Surviving Family Holidays

December 7, 2010

Surviving Family Holidays

Are you dreading Christmas because of difficult relatives or uncomfortable family situations? We share practical strategies to help you cope with the upcoming holidays:

Practical coping strategies

Create an atmosphere of calm by remaining present and settled as you set up the event.

Stay active; get up and down from the table to disengage from the intensity of it all.

Don’t make eye contact with difficult members.

Focus on your own breath when difficult members fire up.

Diffuse the energy of the gathering; have it outdoors if you can.

Don’t concentrate the energy around a table — have a more casual barbecue where people get up and down as they please.

Have it in neutral, public territory, such as a restaurant.

Emotional coping strategies

Be realistic; expect the worst.

Work through your own issues before you go.

Focus on managing your own emotional state on the day.

Feed difficult family members food, not your own energy.

Treat it as a psychological field trip. Observe the “natives” from a distance.

Be a compassionate observer; remember you’re not perfect, either!

§ LISTED RECORDS:
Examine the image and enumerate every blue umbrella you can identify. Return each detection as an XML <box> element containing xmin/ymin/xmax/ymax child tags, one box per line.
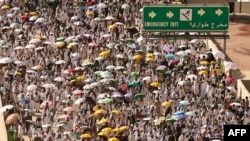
<box><xmin>173</xmin><ymin>114</ymin><xmax>185</xmax><ymax>120</ymax></box>
<box><xmin>166</xmin><ymin>54</ymin><xmax>175</xmax><ymax>59</ymax></box>
<box><xmin>174</xmin><ymin>111</ymin><xmax>185</xmax><ymax>115</ymax></box>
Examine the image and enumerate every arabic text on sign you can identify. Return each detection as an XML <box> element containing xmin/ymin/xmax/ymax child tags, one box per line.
<box><xmin>144</xmin><ymin>22</ymin><xmax>179</xmax><ymax>27</ymax></box>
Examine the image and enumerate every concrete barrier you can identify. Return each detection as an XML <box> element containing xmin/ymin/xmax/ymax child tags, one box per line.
<box><xmin>0</xmin><ymin>96</ymin><xmax>8</xmax><ymax>141</ymax></box>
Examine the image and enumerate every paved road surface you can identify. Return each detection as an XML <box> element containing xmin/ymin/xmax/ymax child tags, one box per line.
<box><xmin>0</xmin><ymin>96</ymin><xmax>7</xmax><ymax>141</ymax></box>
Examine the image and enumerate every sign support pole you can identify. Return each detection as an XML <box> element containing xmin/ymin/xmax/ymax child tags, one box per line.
<box><xmin>223</xmin><ymin>31</ymin><xmax>227</xmax><ymax>55</ymax></box>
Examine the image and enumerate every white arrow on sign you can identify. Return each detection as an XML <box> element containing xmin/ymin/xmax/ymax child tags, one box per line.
<box><xmin>166</xmin><ymin>11</ymin><xmax>174</xmax><ymax>19</ymax></box>
<box><xmin>198</xmin><ymin>8</ymin><xmax>206</xmax><ymax>16</ymax></box>
<box><xmin>148</xmin><ymin>11</ymin><xmax>156</xmax><ymax>19</ymax></box>
<box><xmin>215</xmin><ymin>8</ymin><xmax>223</xmax><ymax>16</ymax></box>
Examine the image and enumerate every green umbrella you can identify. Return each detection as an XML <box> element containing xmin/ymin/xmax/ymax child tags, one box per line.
<box><xmin>128</xmin><ymin>81</ymin><xmax>140</xmax><ymax>87</ymax></box>
<box><xmin>134</xmin><ymin>93</ymin><xmax>145</xmax><ymax>100</ymax></box>
<box><xmin>97</xmin><ymin>98</ymin><xmax>113</xmax><ymax>104</ymax></box>
<box><xmin>166</xmin><ymin>118</ymin><xmax>176</xmax><ymax>124</ymax></box>
<box><xmin>130</xmin><ymin>72</ymin><xmax>140</xmax><ymax>78</ymax></box>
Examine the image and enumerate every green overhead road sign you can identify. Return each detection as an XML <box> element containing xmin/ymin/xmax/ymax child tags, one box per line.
<box><xmin>143</xmin><ymin>5</ymin><xmax>229</xmax><ymax>31</ymax></box>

§ SET OF TASKS:
**1.** Write out the family holidays article from "Stay active; get" to "members fire up.".
**2.** In the family holidays article, what neutral, public place is suggested for holding the gathering?
**3.** Keep writing the family holidays article from where it stops.
The items have nothing to do with this work.

§ ANSWER LIST:
**1.**
Stay active; get up and down from the table to disengage from the intensity of it all.

Don’t make eye contact with difficult members.

Focus on your own breath when difficult members fire up.

**2.** A restaurant.

**3.**
Have your partner coach/remind/support you not to get triggered.

It’s that time of the year again. People start lining up outside psychologists’ offices, scrambling for a last-minute appointment. No, it’s not the onset of some contagious mental illness. It’s the dreaded family Christmas dinner that has people fighting for their turn on the therapist’s couch.

What’s all the angst for? A meal, a few drinks, some presents and you’re away again. What could be so bad? What’s so bad is that Christmas brings up all the family issues that are forgotten during the rest of the year. These things can easily disappear in the scramble of a hectic modern life. Those who wish to can usually avoid family get-togethers with excuses of children’s sport, work commitments and house renovations. But at Christmas time, excuses run out. It’s time to front up!

The trouble starts with decisions about whose relatives to go to for which meal. Christmas lunch has more cachet than Christmas dinner, so who will win out? It might seem simple to take turns, but how will that work in with the brothers and sisters who will also be taking turns with their partners? The rest of your family may be getting together for lunch, but it’s your turn for dinner. How do you co-ordinate it all? People get hangover headaches weeks before the day arrives.

It helps to bring a humorous perspective to the festive proceedings. Imagine your family is the cast of some Chevy Chase Christmas movie. What would it look like? How would it play out? It can be easier to laugh at it all from this perspective. A lighthearted approach will help you survive the day and help prevent you adding to any family misery.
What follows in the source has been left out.